## Goal of the exercise
Which lines in the data below contain the word "above"? Pull each of them out.
--
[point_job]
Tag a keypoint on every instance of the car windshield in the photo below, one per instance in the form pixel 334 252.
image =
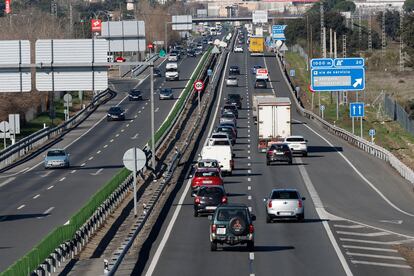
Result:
pixel 207 174
pixel 285 195
pixel 295 139
pixel 279 147
pixel 228 214
pixel 56 153
pixel 210 191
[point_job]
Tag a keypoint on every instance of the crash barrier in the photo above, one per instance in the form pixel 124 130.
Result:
pixel 32 142
pixel 68 240
pixel 357 141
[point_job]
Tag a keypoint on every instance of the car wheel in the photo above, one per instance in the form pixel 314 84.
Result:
pixel 250 245
pixel 268 219
pixel 213 246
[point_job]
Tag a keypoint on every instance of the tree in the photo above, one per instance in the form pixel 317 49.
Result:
pixel 409 5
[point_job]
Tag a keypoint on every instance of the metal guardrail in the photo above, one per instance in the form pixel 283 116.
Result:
pixel 26 145
pixel 361 143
--
## Output of the exercise
Tag a keypoint on every instance of the crash barrier in the photo above, one per instance in the form pixel 124 130.
Tag a keypoint on every instance of the car wheel in the photo above, one per instance in the form pixel 314 84.
Tag a keypoint on every instance of the tree in the photo above, one per instance in the form pixel 317 49.
Tag a keypoint on every instance of the metal guardrail in the photo above, one per instance in the form pixel 283 116.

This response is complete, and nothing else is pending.